• [What you should do]: Arrange the stretch from the first line of the entries below through the line containing "[(0, 83), (34, 82), (35, 80), (26, 64), (1, 62)]" as a numbered list, leaving out blank lines.

+ + + +

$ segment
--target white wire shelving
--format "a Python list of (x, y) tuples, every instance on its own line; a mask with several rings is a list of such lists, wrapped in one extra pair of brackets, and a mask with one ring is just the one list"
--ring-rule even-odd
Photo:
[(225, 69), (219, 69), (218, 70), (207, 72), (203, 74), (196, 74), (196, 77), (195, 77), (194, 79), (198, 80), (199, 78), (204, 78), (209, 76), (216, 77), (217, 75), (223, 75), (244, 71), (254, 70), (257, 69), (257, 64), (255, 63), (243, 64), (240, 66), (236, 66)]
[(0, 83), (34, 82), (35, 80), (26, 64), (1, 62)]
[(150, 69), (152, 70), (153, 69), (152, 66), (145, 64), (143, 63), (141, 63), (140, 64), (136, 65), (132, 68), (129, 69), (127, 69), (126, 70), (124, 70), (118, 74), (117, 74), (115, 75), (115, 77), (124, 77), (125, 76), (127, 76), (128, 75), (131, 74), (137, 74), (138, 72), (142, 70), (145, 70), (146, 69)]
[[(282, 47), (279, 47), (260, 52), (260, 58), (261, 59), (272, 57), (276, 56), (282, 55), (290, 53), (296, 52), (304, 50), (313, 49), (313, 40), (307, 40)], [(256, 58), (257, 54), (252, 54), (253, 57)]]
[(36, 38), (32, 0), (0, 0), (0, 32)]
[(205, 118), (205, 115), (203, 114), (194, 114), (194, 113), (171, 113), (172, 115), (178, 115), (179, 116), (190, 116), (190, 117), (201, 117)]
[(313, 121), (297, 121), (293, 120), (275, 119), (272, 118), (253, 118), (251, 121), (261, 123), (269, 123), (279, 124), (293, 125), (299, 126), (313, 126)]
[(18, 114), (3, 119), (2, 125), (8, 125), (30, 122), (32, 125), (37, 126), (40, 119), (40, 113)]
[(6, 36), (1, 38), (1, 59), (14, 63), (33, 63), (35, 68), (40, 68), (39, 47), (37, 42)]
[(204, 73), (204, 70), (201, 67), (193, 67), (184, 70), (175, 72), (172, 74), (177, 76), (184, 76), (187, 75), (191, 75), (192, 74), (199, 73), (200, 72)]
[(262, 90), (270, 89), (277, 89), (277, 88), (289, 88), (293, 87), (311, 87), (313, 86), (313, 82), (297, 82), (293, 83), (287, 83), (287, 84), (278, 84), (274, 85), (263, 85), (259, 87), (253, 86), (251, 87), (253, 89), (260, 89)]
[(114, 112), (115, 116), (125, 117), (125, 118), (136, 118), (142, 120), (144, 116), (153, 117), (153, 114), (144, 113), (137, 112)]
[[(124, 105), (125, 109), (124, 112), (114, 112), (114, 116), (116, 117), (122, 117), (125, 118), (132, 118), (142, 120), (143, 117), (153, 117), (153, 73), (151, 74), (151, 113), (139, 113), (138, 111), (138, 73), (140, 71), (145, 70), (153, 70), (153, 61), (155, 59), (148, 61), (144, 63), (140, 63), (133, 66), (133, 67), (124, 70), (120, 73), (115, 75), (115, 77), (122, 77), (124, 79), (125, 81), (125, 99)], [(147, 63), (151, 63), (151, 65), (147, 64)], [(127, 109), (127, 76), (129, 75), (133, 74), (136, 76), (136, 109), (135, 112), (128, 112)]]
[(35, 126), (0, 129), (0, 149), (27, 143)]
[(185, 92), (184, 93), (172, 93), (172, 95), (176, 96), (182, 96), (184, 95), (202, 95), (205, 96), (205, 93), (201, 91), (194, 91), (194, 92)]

+ + + +

• [Solution for this task]:
1. $ segment
2. --target white wire shelving
3. --format "a Python list of (x, y) tuples, every instance on its own line; a mask with several rings is a list of such lists, wrapped in one extra pair of brackets, and a mask with one ring is just the one list"
4. --ring-rule even-odd
5. Photo:
6. [(225, 69), (219, 69), (218, 70), (207, 72), (203, 74), (196, 74), (196, 77), (195, 77), (194, 79), (198, 80), (199, 78), (204, 78), (209, 76), (216, 77), (217, 75), (223, 75), (244, 71), (254, 70), (257, 69), (257, 64), (255, 63), (243, 64), (240, 66), (236, 66)]
7. [(0, 83), (34, 82), (35, 80), (26, 64), (1, 62)]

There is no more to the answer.